### SOURCE RECORDS
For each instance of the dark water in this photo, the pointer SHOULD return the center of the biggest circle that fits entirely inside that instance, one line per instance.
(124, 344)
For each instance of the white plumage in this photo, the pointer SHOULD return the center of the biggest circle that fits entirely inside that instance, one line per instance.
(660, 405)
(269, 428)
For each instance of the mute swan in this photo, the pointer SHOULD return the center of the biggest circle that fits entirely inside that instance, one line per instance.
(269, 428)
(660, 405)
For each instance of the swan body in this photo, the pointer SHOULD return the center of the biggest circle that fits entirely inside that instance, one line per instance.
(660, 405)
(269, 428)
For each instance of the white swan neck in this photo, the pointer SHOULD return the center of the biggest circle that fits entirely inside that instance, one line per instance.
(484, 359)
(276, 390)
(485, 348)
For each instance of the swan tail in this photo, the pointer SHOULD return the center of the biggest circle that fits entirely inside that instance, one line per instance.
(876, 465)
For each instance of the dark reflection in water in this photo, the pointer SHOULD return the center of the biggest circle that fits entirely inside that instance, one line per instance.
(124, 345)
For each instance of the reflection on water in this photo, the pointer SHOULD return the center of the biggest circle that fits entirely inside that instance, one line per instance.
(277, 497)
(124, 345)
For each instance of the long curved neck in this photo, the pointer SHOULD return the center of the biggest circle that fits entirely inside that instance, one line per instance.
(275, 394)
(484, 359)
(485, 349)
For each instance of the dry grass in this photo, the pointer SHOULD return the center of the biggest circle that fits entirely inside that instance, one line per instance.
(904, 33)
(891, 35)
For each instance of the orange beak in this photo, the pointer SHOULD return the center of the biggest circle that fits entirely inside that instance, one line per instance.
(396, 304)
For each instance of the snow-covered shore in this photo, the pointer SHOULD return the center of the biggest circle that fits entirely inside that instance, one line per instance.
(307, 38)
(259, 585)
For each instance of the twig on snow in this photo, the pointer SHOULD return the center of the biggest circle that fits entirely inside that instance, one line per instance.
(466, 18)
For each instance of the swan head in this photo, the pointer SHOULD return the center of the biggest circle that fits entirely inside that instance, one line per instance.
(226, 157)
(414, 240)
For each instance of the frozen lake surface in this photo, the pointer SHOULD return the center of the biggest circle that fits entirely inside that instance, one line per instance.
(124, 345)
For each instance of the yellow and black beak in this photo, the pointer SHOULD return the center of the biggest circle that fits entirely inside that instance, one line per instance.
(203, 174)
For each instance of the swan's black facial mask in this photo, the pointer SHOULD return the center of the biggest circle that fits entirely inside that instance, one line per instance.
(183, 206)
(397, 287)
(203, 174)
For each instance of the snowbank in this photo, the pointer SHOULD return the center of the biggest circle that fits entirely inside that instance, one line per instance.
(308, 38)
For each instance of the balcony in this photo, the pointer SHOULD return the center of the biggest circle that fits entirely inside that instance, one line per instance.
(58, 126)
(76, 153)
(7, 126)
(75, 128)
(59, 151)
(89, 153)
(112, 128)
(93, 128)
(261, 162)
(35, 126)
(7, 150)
...
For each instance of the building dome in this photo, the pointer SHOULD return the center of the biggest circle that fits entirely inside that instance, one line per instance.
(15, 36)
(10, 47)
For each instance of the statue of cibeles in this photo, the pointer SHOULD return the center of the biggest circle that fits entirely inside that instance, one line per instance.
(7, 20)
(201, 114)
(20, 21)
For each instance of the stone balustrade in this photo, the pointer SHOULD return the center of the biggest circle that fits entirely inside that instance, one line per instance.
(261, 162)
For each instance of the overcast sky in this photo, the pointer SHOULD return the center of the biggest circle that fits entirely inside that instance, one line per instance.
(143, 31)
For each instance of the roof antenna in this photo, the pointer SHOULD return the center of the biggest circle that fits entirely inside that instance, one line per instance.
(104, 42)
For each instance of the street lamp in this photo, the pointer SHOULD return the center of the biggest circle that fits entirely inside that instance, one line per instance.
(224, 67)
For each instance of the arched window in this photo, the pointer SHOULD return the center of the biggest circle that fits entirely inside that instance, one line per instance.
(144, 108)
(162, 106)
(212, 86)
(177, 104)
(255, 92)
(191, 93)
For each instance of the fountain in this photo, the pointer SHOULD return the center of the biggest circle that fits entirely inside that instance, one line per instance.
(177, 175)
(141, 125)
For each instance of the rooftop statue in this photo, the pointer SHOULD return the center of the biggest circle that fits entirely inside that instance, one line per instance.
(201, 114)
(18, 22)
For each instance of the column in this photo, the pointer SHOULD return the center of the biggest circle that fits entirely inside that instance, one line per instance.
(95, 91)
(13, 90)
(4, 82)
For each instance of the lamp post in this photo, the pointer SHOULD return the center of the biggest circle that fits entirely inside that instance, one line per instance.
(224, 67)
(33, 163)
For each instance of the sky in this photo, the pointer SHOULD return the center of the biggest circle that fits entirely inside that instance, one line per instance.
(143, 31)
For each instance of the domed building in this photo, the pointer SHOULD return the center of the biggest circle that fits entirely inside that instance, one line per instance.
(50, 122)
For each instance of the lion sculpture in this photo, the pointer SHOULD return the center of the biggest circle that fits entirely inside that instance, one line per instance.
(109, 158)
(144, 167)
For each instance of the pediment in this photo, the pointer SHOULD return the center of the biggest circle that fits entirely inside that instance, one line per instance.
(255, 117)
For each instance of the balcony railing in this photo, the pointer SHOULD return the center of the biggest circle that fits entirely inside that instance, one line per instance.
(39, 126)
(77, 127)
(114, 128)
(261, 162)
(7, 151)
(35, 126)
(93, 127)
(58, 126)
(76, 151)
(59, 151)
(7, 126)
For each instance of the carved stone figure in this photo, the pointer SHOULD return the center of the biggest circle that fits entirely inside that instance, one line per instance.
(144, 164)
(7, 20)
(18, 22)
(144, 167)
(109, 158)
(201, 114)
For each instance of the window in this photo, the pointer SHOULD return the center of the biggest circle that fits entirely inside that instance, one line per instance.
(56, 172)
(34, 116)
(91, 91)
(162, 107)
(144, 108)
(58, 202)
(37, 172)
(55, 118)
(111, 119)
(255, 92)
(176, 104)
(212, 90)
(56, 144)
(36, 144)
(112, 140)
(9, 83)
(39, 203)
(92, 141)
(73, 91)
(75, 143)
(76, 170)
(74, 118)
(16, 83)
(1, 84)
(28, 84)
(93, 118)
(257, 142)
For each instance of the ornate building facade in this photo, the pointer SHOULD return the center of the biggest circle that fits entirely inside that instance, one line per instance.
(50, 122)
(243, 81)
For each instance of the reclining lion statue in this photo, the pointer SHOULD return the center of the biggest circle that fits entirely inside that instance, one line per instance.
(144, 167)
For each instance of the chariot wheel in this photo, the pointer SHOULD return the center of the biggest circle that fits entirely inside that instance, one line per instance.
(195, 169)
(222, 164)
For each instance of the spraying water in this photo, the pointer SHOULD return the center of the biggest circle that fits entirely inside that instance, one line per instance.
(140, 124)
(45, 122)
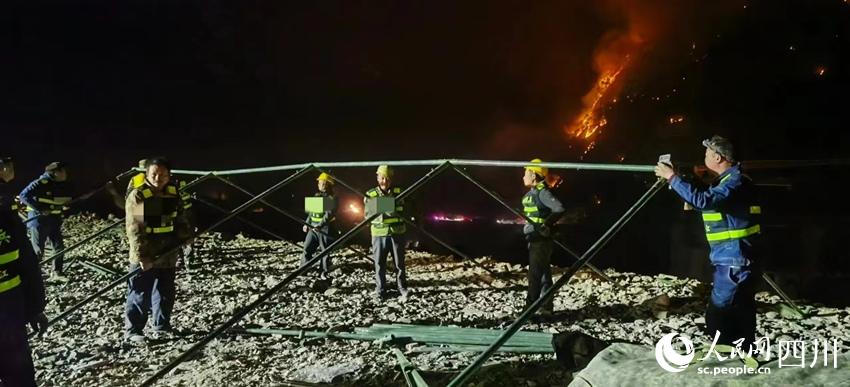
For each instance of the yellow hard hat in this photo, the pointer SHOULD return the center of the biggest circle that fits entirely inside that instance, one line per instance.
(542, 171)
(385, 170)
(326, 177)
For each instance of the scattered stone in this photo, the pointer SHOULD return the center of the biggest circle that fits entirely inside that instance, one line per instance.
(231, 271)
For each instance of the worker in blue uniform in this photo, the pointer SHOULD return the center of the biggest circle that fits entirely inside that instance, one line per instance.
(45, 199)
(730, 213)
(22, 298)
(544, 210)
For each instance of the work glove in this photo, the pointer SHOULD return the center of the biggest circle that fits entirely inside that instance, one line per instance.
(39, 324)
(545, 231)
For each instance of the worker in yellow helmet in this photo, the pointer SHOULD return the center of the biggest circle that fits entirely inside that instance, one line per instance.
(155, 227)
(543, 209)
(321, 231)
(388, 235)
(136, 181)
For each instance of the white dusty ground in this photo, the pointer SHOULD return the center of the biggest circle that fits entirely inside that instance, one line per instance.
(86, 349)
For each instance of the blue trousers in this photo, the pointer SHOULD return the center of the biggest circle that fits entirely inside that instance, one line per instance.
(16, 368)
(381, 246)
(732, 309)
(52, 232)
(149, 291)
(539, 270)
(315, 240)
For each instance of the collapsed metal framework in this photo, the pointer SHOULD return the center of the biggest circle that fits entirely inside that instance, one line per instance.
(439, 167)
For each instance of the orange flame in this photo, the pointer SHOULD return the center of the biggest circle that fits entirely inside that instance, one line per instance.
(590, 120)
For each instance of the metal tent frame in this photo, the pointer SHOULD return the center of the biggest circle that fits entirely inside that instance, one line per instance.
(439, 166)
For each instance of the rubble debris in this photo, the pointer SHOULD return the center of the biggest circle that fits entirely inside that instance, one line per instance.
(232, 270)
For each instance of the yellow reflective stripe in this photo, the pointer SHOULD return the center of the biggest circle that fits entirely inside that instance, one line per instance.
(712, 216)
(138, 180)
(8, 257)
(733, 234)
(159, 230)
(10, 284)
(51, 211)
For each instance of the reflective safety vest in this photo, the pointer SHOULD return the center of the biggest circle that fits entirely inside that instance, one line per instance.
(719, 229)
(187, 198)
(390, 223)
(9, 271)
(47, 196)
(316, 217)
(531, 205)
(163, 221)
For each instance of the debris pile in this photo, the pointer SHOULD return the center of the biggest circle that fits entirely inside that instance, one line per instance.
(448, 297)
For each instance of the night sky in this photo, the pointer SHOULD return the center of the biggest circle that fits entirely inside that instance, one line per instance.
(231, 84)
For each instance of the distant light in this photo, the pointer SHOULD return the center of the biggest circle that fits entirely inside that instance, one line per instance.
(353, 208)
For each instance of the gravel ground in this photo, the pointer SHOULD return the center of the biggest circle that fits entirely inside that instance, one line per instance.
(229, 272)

### DIRECTIVE
Gather every line of the listing above that contains the word "metal", matching case exactly.

### WRITTEN SOLUTION
For each instance of the collapsed metal framework in this photo, the pointer SHOULD return the center of the biggest circle that fits entirely inside that instance, one line per instance.
For each instance of the metal tent frame in this photo, the pointer SHOULD return the center of the biggest circle that fits entirely inside that instance, one line per instance.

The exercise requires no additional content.